### Texto mostrado
....
Aquel lidiador audaz que así movía la espada como la pluma, sin que la pluma fuera más extraña a sus manos que la espada; aquel tribuno apuesto que supo, de los paños de la casaca colonial, corta y estrecha, hacer túnica y toga; aquel héroe colérico, sentidor de lo grande, amador de lo propio, mirado siempre como igual y como enemigo terrible por los héroes; aquel que con su amor ayudó a fundar pueblos, y con su rencor a volcarlos; aquel en quien la pasión no perdió nunca los estribos del juicio, pero en quien, sobre los estribos del juicio, no dejó nunca de erguirse, implacable y ardiente, la pasión; el que rivalizó en pujanza con los grandes, y venció en astucia a los pequeños; el que, por una vez que sacó provecho desusado de las arcas públicas, trabajó siempre con fogoso empeño en defensa y provecho de la patria; el que llevaba a los senados, inquietos y encendidos, en aquellos tiempos de hervor y de batalla, un bravo corazón americano y el arma con que había de defenderlos, merece presidir, en aposento de bronce, los destinos de la ciudad que él supo hacer tumba de realistas, fortaleza de derechos y cuna de republicanos.
Era Peña hombre entero y erguido, ni medrado ni rico de cuerpo, importante de suyo y gallardo, con esa gallardía que viene de la alteza del espíritu, y da singular realce a lo vulgar, y disimula o trueca en bello lo mezquino.
Era de cara enjuta, aunque maciza; de ojos claros y vivos, llenos de empuje y de poder de examen; de boca fina, como de hombre agudo; de frente alzada en cúpula, cual frente de letrado, azotada a menudo por un guedejo de cabellos lacios, signo seguro de hombre indómito. Limpio de barba llevaba el rostro; ceñía a su talle grave casaca de elevado cuello, de entre cuyas solapas anchurosas rebosaba, sobre el chaleco de enhiestos costados, la rizada pechera, aquí y allí prendida con perlas lujosas.
....
### Registros mostrados

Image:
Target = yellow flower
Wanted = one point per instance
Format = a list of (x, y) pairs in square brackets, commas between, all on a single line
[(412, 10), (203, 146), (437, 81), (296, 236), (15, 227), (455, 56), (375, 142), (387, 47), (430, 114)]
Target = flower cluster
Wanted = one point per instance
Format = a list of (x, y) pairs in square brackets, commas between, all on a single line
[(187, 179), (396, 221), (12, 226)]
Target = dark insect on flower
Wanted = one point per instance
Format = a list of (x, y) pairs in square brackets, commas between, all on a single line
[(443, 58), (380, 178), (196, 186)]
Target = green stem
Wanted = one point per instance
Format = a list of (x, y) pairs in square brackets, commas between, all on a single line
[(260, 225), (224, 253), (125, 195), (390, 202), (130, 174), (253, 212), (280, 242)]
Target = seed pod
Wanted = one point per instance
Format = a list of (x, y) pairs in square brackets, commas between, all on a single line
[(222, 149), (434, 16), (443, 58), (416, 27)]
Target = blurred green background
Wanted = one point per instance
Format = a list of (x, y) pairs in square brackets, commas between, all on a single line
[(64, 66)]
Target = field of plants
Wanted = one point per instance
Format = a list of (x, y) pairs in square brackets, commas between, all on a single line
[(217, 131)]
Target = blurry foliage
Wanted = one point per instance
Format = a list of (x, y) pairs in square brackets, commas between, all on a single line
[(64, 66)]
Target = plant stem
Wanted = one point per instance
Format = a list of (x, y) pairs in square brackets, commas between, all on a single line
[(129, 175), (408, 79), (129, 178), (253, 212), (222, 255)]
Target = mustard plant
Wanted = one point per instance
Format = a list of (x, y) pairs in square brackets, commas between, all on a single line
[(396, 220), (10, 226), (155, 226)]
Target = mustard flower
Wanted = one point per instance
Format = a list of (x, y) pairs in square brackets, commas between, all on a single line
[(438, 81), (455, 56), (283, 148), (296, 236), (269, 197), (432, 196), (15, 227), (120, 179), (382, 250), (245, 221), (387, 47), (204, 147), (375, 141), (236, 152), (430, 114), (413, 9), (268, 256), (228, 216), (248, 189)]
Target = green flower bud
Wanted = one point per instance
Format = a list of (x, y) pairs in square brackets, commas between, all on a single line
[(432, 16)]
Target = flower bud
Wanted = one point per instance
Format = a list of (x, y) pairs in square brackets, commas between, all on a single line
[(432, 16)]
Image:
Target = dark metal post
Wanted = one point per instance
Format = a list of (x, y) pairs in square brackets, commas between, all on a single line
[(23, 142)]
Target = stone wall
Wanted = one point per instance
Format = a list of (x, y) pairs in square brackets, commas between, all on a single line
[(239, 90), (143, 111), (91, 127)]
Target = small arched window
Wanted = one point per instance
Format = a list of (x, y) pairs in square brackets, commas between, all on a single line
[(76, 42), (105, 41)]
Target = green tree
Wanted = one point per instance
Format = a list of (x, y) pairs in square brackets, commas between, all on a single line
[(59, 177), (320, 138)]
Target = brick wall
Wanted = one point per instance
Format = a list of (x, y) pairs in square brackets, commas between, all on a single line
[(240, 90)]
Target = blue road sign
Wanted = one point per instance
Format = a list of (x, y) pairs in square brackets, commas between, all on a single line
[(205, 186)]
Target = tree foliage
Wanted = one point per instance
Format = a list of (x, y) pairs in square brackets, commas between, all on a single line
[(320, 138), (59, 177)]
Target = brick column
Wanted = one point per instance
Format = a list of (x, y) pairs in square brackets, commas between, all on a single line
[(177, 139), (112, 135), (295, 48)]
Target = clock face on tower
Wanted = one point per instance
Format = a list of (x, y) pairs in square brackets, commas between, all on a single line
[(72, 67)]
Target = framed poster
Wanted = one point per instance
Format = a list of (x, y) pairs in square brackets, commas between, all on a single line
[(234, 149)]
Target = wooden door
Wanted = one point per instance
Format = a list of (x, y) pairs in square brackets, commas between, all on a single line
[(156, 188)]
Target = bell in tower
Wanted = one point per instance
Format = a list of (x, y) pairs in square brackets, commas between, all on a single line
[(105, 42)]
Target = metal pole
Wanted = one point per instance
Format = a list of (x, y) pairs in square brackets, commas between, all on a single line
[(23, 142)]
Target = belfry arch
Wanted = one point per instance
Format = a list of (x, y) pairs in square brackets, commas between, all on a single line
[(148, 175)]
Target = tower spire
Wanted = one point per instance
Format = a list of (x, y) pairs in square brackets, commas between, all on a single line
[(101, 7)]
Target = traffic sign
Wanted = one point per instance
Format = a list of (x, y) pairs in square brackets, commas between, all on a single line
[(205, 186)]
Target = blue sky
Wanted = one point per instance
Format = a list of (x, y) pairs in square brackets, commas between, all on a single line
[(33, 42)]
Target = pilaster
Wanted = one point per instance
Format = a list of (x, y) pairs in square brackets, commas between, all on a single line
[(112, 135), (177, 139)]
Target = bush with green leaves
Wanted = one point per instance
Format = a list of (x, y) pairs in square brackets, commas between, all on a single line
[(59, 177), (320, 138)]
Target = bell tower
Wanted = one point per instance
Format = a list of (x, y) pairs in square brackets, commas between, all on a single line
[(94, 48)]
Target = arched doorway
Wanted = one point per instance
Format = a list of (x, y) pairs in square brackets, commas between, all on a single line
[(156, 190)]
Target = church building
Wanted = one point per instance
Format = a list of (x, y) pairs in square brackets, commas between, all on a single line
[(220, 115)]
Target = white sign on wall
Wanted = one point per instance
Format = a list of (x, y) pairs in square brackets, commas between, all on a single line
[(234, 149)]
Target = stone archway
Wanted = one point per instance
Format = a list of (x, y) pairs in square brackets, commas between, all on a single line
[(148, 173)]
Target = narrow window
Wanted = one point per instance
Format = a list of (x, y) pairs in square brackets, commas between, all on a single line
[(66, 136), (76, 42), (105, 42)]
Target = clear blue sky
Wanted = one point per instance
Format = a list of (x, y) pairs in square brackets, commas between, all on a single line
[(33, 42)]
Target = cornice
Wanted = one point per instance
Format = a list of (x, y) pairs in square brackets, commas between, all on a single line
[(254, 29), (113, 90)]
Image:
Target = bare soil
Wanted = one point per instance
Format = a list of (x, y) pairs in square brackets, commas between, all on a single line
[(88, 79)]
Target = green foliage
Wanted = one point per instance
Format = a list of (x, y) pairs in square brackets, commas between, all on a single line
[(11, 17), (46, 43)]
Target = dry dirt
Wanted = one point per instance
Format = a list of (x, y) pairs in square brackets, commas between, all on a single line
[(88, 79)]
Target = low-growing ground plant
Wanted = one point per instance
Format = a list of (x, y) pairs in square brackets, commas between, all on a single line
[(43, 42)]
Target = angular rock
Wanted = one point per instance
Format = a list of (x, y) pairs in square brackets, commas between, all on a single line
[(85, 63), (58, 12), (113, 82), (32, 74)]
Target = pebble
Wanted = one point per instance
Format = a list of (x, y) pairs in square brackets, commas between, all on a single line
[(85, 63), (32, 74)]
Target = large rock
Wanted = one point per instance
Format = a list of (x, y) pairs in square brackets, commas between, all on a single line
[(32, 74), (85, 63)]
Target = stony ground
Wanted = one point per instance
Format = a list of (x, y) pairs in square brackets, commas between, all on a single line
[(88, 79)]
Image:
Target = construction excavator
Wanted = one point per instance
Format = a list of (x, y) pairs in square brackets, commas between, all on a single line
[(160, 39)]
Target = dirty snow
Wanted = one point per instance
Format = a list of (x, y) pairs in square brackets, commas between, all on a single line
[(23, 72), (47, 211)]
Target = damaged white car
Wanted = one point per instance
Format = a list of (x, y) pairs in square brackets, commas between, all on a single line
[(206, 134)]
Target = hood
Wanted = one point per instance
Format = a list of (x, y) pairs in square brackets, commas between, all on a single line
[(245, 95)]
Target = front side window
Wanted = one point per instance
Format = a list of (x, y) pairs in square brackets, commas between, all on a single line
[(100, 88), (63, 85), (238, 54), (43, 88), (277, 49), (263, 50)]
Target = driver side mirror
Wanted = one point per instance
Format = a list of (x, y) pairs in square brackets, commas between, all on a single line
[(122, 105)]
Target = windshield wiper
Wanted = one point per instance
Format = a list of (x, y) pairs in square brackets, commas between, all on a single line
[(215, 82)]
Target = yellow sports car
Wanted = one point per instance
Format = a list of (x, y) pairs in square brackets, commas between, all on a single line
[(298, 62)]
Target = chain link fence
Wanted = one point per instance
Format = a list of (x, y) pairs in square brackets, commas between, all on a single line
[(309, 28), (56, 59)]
....
### Lo que se pide 1
Pasa al inglés esta oración del texto sobre Peña: «Era Peña hombre entero y erguido, ni medrado ni rico de cuerpo, importante de suyo y gallardo, con esa gallardía que viene de la alteza del espíritu, y da singular realce a lo vulgar, y disimula o trueca en bello lo mezquino».
### Lo que se pide 2
Sigue el texto sobre Peña con unas líneas más, a partir de su última oración.
Los registros no tienen nada que ver con esto.

### Respuesta 1
Peña was a whole and upright man, neither large nor stout of build, imposing in himself and gallant, with that gallantry which comes from loftiness of spirit, and lends singular distinction to the commonplace, and hides or turns into beauty what is petty.

### Respuesta 2
Bullía en las aulas, en la primera década del siglo, señalado por su palabra risueña y flagelante, y expedientes fáciles, y ciencia de Ordenanzas y Novísimas, el que había de fatigar caballos, defender murallas, vestir disfraces, conmover congresos, apasionar ciudades, desatar y enfrenar iras y presidir a hombres ilustres. Gastados, más que por los propios pesares, por los ajenos; hijos de casas donde, con los vaivenes de los tiempos, son huéspedes de turno el fausto y la penuria, y ora se bebe en copa de Bohemia, ora no hay licor de que llenar la copa; nacidos en el lomo de un corcel frenético; mecidos, más que en cuna, en olas de la mar, son los hombres ahora a los veinticinco años, gigantillos cansados, jefes tal vez de familia numerosa, pálidos de alma y pálidos de cuerpo. Mas por entonces causó asombro que a los veintiséis de sus años agitados fuera Peña, con merma de sus fuerzas por lo excesivo del trabajo, abogado relator de la excelentísima...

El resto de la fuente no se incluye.